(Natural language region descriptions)
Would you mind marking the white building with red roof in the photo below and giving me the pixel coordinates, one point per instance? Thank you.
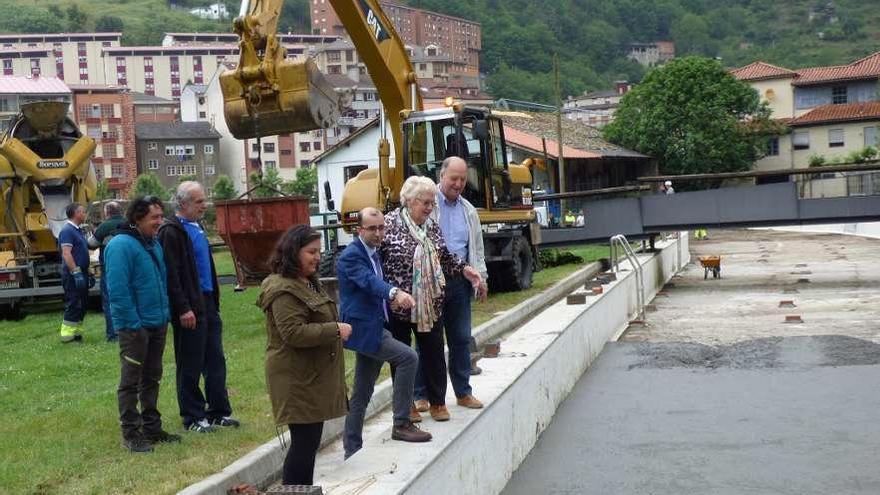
(828, 112)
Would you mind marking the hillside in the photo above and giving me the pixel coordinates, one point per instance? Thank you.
(520, 37)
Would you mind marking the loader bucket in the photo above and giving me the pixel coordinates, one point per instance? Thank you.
(300, 100)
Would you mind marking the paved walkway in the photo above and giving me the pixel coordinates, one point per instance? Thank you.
(717, 395)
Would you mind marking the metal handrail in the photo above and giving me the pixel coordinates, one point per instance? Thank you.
(621, 240)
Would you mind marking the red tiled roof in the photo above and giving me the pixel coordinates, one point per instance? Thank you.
(836, 113)
(533, 143)
(32, 85)
(864, 68)
(761, 70)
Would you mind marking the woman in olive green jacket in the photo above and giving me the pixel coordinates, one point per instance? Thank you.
(305, 369)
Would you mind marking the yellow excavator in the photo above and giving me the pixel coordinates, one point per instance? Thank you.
(269, 94)
(44, 166)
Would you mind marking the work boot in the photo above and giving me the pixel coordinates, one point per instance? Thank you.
(162, 437)
(469, 401)
(414, 416)
(137, 444)
(409, 433)
(439, 413)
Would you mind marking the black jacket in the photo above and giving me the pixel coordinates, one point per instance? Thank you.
(184, 290)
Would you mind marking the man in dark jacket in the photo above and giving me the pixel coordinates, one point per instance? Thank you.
(364, 296)
(195, 315)
(99, 240)
(139, 308)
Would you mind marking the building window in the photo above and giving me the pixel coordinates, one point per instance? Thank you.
(773, 146)
(801, 140)
(870, 136)
(835, 138)
(838, 95)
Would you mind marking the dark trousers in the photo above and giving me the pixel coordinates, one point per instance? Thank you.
(105, 307)
(457, 328)
(74, 300)
(199, 352)
(432, 362)
(140, 357)
(367, 366)
(299, 464)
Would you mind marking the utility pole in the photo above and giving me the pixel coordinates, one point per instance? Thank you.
(560, 159)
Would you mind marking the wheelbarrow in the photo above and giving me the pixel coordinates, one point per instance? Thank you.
(711, 264)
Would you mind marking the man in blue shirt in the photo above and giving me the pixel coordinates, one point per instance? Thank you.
(194, 296)
(461, 230)
(74, 273)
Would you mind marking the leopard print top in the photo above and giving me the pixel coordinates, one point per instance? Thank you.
(397, 251)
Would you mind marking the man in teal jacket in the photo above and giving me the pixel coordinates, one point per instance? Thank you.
(136, 285)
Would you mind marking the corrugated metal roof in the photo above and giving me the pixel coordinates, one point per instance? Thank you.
(32, 85)
(176, 130)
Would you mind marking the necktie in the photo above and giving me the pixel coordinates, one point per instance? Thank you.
(377, 265)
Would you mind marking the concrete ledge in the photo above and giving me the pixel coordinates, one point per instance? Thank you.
(477, 450)
(263, 465)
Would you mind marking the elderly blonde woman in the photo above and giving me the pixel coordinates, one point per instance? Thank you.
(415, 259)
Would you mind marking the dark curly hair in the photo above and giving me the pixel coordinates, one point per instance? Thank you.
(285, 257)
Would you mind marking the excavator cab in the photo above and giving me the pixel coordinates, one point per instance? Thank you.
(474, 135)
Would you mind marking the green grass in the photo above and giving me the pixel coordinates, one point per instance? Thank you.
(59, 429)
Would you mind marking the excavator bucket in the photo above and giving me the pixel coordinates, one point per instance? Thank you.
(300, 100)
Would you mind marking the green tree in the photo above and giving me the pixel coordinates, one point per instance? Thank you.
(109, 24)
(305, 183)
(224, 188)
(694, 117)
(268, 185)
(76, 18)
(149, 184)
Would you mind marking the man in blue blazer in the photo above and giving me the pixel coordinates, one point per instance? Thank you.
(364, 296)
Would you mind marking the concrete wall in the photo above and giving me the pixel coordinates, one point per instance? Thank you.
(482, 458)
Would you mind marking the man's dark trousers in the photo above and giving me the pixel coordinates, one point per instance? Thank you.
(456, 319)
(367, 367)
(105, 306)
(140, 354)
(199, 352)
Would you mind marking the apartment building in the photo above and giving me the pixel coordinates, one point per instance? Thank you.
(178, 149)
(107, 115)
(828, 112)
(74, 58)
(460, 38)
(16, 91)
(149, 108)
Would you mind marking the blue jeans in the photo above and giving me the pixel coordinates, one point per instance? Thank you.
(105, 306)
(456, 320)
(198, 353)
(74, 300)
(366, 370)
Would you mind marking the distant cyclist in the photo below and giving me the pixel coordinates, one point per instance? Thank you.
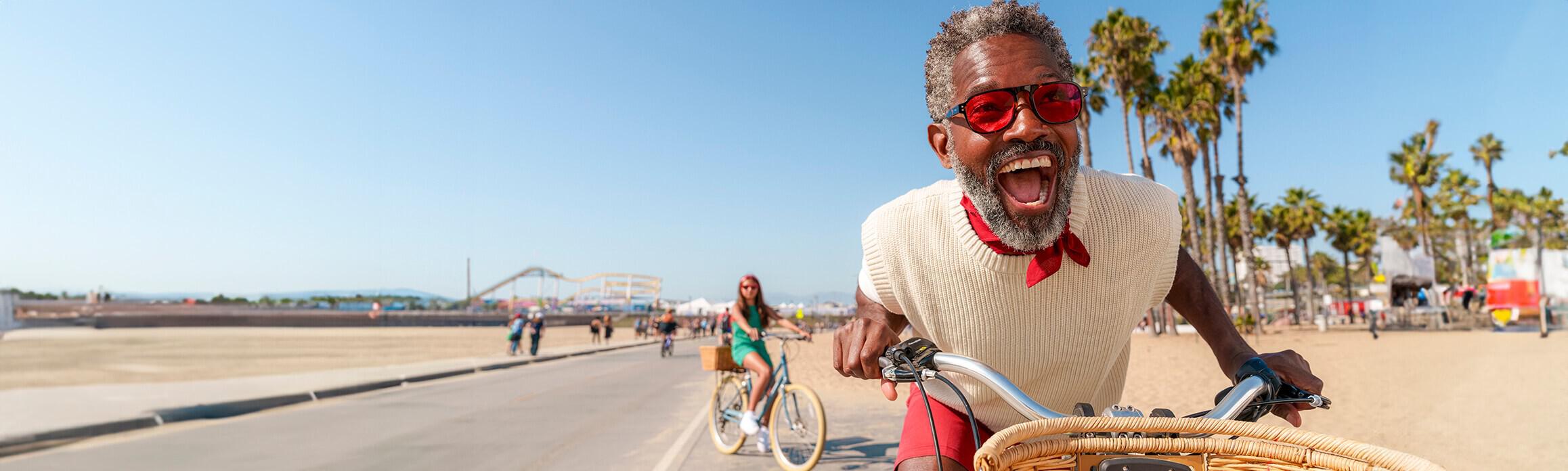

WORK TO COMPLETE: What is needed is a verbatim copy of the entries, leaving out any pictures.

RESPONSE TO THIS EXERCISE:
Would you mind marking the white building with red roof in the photo below and giving me the pixel coordinates, one point per instance? Thank you.
(828, 112)
Would you mind marking the hillside in the photo above and giving me the pixel coordinates, one point per instance? Thank you.
(520, 37)
Would you mind marking the loader bucket in the photo above and giving me the pixel coordinates, one point per instance? Thank you.
(300, 100)
Would you mind marking the paved walkway in the photo above and giving me the pixel coordinates, one point per instance? Thank you.
(717, 395)
Would you mind marking the metal handrail in the photo above and giving me the pixel coordinates, one point per instance? Thank you.
(621, 240)
Would you mind marking the red tiled roof in the photo above and giving me the pixel coordinates, one point per instance? Thank you.
(836, 113)
(533, 143)
(32, 85)
(864, 68)
(761, 70)
Would you mind marking the woman in olive green jacket in the photo above and giving me the pixel coordinates, one point per instance? Thank you.
(305, 369)
Would you mind marking the yellow excavator in the photo above and giving me the pixel coordinates, one point per instance? Thank you.
(269, 94)
(44, 166)
Would you mind marking the work boot in the photo above and giving me the pixel coordinates, one point per instance? Thank you.
(162, 437)
(469, 401)
(414, 416)
(137, 444)
(409, 433)
(439, 413)
Would you mind marking the black jacket in the photo above and giving me the pixel coordinates, one point per instance? Thank you.
(184, 290)
Would you mind marking the man in dark jacket in the photo above and giving me the pixel coordinates, one point per instance? Thank you.
(364, 296)
(195, 315)
(99, 240)
(139, 308)
Would you mind marking the building window in the photo above and giving me the pixel coordinates, one point per instance? Thank you.
(773, 146)
(801, 140)
(870, 136)
(835, 138)
(838, 95)
Would you mind marking the dark trousers in the photo above and giving me the pixel coordinates, one point per instance? Thank you.
(105, 307)
(457, 328)
(74, 300)
(199, 352)
(432, 362)
(140, 357)
(367, 366)
(299, 464)
Would you mind marking the utility pole in the photo above and giving me the pixel coordinates, one point per instance? Thank you.
(560, 159)
Would you mind marking the wheelbarrow in the photo above and giving me the pixel coordinates, one point per instance? Thank you.
(711, 264)
Would you mind marking the man in blue shirt in the photo above and giving me the pixel coordinates, one point per instance? Thank you.
(194, 296)
(461, 230)
(74, 273)
Would you mind marking the leopard print top in the photo above and giving me the pixel coordinates, one point per instance? Thank you.
(397, 251)
Would you mind marking the man in teal jacket in the photo above and giving me the pixel coordinates, one point per instance? Thank you.
(136, 285)
Would you mind marking the corrugated metal roof in the photo above and giving me the pixel coordinates, one point per instance? Thank you.
(32, 85)
(176, 130)
Would you mind marking the necktie in the photo above and giving me the pixel coordinates, one point per instance? Thank you.
(377, 265)
Would you mind marking the concrete ledge in the photo above and giving me the pixel coordinates, one point per instance? Thank you.
(477, 450)
(263, 465)
Would you mind marking the elderly blonde woman in the photo above and giving me the pixel coordinates, one point per instance? Thank you.
(415, 259)
Would you mind marking the dark curly hair in the photo above and giving me the pixel coordinates, one point per instance? Thank you.
(285, 257)
Would you mind marking the excavator cab in the photo above and giving me the pixel coordinates, one point per instance? Thank you.
(474, 135)
Would you mind marking the green grass in the photo above and giving me the pixel coordinates, one point per instance? Thank you.
(59, 429)
Would you mind marking the excavator bucket in the photo above and giving me the pixel coordinates, one point per instance? Thank you.
(300, 100)
Would you mind marking the green tree in the photo above and giving me the pixel coordinates, one point per instance? Thank you.
(109, 24)
(305, 183)
(224, 188)
(694, 117)
(268, 185)
(76, 18)
(149, 184)
Would you mind marking the man in blue blazer in the photo above and giving me the pixel coordinates, one point per instance? Thank you.
(364, 296)
Would you mind marking the concrete wall in the photo above and giving me the pixel coordinates, one point per instance? Thank you.
(482, 458)
Would you mind marking the man's dark trousers in the photo above and giving me the pixel coordinates, one point per instance? Thank you.
(456, 319)
(367, 367)
(105, 306)
(140, 354)
(199, 352)
Would you mind marking the apartment building in the photo above and giving me the pixel coordinates, one point per instance? Thank you.
(178, 149)
(107, 115)
(828, 112)
(74, 58)
(460, 38)
(16, 91)
(149, 108)
Would you mind marking the blue jeans in the photo above and giving me the pixel coordinates, one point per instance? Thank you.
(105, 306)
(456, 320)
(198, 353)
(74, 300)
(366, 370)
Would you mind marking the distant cyclist in the photo below and giving me the pixel coordinates, one point per instance? Thank you.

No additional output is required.